GESTELLTE AUFGABE 1
Gib aus den Morgengedanken den Abschnitt wortgetreu aus, der bei „Heute die eins.“ beginnt und bei „Gegensatz zur Vielheit.“ endet.

Morgengedanken

Sonntag, 02. 12. 2001. 6.05 Uhr - 6.08 Uhr, 
ORF Regionalradios
Montag bis Samstag, 5.40Uhr - 5.43 Uhr, ORF Regionalradios

 

 

von Superintendent Werner Horn (Wien) v.d. Evang. Kirche

 

 

 

Sonntag, 2. Dezember 2001

 

Heute feiern wir den ersten Adventsonntag. Die erste Kerze am Adventkranz wird entzündet. Kinder zählen ab jetzt die Tage bis Weihnachten.

 

Grund auch für Erwachsene, die vor uns liegenden Tage einmal bewusst zu zählen? Sich die Bedeutung der Zahl bewusst zu machen? Jede Zahl sagt etwas aus. In vielerlei Hinsicht.

 

Heute die eins. Wer eine eins in der Schule bekommt, kann sich freuen. Die eins ist die beste Note bei der Schularbeit und im Zeugnis. Die eins ist das allen Zahlen gemeinsame Maß. Sie ist der Gegensatz zur Vielheit.

 

Daher ist sie die Zahl der göttlichen Einheit. "Gott ist einer", heißt es in der Bibel, sein Wesen ist Einheit. Der Mensch freilich hat die ursprüngliche Einheit zwischen dem Schöpfer und seinem Geschöpf gestört. Darum wollte Jesus als der eine Mittler zwischen Gott und uns Menschen die verlorene Einheit und Gemeinschaft wiederherstellen. Deshalb bereiten wir uns jedes Jahr aufs neue vor, um seine Geburt und Menschwerdung zu feiern.

 

Und noch etwas sagt die Bibel: Gott hat aus Juden und Heiden ein neues Gottesvolk geschaffen, in dem es gilt, die Einigkeit durch das Band des Friedens zu erhalten. Wir sind berufen zu einerlei Hoffnung, haben einen Herrn, einen Glauben, eine Taufe, einen Gott und Vater.

 

 

Montag, 3. Dezember 2001

 

Heute ist der zweite Tag der angebrochenen Adventzeit. Die Zahl zwei hat eine vielfältige Bedeutung.

 

Im Zeugnis ist die zwei gleichbedeutend mit "gut". Die zwei ist aber auch die Zahl der kleinsten Gemeinschaft. Zwei Menschen können einander in Freundschaft oder Liebe zugewandt sein. Die Ehe ist die Überwindung der Einsamkeit und möchte das Glück der Zweisamkeit vermitteln. Gegen das Singletum setzt Gott die Ehe als Geschenk der menschlichen Gemeinschaft.

[Datensätze zum Zeigen]
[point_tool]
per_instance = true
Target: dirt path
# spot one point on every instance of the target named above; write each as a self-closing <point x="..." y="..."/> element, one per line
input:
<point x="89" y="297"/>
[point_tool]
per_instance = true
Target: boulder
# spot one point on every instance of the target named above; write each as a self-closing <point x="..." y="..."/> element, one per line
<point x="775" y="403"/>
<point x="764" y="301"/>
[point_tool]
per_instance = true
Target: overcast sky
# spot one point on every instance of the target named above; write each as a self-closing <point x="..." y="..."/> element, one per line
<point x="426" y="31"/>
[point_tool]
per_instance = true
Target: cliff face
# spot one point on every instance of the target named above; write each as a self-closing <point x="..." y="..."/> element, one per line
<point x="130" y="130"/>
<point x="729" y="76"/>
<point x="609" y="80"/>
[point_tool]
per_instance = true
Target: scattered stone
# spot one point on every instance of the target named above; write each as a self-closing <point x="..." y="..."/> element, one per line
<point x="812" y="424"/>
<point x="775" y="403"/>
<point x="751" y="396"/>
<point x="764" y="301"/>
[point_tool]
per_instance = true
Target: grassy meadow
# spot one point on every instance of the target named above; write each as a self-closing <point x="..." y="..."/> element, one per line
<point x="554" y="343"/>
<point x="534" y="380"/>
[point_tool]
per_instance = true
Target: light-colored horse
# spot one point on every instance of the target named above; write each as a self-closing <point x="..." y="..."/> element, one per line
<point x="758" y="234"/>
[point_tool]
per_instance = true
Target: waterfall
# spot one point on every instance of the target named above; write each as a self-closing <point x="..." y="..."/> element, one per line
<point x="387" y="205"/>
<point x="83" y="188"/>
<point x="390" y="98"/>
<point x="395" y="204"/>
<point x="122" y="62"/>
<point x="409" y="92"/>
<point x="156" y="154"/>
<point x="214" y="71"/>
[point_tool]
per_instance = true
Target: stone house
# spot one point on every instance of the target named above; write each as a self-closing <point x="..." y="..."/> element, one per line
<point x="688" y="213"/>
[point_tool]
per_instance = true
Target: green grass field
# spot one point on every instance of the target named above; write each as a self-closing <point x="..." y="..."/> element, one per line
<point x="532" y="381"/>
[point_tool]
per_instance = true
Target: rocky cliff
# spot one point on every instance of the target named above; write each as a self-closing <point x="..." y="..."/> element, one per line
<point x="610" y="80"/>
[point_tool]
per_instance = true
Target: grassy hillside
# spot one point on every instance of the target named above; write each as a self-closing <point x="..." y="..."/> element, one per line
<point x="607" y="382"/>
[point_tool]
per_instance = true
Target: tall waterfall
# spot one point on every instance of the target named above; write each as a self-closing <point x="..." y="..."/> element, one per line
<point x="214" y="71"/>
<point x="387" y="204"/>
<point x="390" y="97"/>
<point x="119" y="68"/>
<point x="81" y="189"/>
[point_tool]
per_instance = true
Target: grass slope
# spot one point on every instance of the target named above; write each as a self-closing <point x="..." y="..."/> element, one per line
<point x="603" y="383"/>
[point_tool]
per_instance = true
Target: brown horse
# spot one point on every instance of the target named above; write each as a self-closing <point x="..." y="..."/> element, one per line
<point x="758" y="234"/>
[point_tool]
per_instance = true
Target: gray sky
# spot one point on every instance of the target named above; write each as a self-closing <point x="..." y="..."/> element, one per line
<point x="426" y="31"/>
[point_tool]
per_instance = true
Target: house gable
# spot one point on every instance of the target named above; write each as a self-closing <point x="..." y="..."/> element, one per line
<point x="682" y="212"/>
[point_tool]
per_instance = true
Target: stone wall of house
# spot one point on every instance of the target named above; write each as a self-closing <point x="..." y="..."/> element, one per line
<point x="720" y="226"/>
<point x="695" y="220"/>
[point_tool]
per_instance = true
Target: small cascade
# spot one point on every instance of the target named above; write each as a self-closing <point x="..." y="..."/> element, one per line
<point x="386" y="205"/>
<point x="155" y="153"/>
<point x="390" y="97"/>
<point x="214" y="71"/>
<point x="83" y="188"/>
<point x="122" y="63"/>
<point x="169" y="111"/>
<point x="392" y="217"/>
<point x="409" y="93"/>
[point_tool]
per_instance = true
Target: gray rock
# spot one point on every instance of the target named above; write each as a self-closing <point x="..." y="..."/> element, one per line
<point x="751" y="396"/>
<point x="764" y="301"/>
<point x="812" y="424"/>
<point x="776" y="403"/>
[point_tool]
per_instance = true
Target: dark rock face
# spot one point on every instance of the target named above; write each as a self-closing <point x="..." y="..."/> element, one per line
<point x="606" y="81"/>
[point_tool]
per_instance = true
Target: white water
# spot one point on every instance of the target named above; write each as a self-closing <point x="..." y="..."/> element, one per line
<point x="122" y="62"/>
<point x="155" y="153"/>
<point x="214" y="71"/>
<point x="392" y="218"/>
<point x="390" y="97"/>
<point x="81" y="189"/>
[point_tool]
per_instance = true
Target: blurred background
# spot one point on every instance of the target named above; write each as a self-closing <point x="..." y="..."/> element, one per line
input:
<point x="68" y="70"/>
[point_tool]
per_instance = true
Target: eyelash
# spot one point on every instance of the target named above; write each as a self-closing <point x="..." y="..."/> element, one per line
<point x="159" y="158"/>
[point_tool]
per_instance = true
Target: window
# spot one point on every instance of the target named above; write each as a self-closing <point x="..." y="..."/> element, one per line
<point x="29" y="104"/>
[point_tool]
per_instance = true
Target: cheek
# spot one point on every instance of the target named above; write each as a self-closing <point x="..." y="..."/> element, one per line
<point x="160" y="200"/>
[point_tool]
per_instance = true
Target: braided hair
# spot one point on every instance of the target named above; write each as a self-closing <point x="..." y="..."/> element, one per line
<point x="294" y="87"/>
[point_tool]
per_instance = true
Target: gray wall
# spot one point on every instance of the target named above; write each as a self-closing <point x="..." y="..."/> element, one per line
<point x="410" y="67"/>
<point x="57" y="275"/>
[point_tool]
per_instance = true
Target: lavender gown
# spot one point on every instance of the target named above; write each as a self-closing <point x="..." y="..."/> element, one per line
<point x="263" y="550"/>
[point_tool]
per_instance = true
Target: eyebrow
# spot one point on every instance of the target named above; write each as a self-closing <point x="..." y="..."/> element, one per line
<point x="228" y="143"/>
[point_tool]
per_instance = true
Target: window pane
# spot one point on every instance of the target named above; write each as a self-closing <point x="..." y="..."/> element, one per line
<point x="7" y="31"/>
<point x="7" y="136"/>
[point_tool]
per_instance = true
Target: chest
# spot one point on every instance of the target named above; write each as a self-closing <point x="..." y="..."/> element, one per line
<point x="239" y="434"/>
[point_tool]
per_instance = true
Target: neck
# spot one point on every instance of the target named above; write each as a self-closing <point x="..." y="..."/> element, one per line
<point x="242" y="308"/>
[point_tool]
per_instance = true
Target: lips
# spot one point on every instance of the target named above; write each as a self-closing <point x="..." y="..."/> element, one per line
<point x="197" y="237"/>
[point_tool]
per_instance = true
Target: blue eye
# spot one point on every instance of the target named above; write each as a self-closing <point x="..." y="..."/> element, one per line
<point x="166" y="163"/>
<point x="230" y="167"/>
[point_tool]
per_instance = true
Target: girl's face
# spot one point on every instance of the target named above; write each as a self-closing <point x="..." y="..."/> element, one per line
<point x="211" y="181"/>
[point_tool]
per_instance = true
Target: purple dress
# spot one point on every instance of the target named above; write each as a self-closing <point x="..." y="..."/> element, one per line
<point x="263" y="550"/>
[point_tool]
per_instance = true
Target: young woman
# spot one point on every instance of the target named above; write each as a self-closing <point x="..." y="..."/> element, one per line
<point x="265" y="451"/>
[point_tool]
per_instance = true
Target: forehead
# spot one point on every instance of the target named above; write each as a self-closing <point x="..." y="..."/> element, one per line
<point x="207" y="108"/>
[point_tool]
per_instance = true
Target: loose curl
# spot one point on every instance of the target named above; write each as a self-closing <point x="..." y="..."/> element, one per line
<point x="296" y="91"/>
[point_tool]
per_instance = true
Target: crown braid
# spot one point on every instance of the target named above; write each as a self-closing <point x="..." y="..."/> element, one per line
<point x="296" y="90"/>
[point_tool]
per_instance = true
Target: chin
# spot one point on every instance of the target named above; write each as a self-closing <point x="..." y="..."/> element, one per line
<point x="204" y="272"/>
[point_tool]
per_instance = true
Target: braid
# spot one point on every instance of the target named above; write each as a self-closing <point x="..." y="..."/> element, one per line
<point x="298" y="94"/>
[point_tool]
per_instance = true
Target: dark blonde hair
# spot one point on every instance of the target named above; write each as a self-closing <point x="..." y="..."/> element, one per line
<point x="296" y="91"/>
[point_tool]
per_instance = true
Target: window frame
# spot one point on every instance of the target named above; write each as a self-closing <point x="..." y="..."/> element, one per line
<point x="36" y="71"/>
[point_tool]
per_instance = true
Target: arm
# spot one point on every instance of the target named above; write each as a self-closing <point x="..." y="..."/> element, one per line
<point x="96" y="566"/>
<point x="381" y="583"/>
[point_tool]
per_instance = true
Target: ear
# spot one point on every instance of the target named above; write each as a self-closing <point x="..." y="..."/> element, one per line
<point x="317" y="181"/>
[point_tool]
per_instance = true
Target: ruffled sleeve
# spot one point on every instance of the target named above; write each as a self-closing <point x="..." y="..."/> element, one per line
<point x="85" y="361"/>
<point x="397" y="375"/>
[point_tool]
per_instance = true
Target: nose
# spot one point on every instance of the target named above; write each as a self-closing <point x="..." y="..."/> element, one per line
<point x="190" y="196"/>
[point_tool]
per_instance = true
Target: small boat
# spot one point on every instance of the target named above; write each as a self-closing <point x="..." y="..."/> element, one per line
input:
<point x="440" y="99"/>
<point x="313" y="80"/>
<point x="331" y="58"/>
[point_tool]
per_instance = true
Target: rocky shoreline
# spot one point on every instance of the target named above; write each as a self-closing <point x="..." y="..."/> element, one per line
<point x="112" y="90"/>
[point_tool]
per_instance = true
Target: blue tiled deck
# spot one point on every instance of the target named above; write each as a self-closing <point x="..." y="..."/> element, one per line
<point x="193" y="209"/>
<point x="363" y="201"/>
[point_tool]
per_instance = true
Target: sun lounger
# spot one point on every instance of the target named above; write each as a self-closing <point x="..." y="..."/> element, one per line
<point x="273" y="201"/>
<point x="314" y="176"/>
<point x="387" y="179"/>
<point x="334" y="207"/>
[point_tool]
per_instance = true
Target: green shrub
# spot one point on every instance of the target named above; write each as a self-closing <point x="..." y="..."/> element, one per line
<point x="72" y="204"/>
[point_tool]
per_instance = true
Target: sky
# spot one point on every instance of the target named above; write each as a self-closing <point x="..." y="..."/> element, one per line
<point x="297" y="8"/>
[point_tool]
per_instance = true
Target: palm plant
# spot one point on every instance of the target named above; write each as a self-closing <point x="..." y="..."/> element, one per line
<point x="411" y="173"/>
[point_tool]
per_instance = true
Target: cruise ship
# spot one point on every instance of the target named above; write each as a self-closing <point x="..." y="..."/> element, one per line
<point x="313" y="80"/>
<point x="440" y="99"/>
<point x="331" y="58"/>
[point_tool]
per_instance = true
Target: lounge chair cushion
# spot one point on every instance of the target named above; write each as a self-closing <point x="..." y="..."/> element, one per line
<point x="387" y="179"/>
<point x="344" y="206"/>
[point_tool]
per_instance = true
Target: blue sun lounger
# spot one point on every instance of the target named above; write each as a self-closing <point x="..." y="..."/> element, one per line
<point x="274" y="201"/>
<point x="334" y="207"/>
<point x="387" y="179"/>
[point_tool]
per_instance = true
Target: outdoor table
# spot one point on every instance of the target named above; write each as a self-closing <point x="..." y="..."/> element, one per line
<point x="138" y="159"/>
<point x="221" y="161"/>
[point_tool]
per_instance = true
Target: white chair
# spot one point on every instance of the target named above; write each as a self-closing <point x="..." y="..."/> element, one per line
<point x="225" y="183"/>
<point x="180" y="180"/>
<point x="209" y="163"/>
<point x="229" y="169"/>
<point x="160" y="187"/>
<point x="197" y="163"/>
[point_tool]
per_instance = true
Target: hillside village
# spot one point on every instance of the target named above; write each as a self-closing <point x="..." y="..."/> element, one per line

GESTELLTE AUFGABE 2
Zieh aus der Auflistung oben jede Zeile heraus, in der die Zeichenfolge „rocky“ vorkommt. Groß- und Kleinschreibung zählt dabei.

LÖSUNG DER AUFGABE 1
Heute die eins. Wer eine eins in der Schule bekommt, kann sich freuen. Die eins ist die beste Note bei der Schularbeit und im Zeugnis. Die eins ist das allen Zahlen gemeinsame Maß. Sie ist der Gegensatz zur Vielheit.

LÖSUNG DER AUFGABE 2
Target: rocky cliff
Target: rocky shoreline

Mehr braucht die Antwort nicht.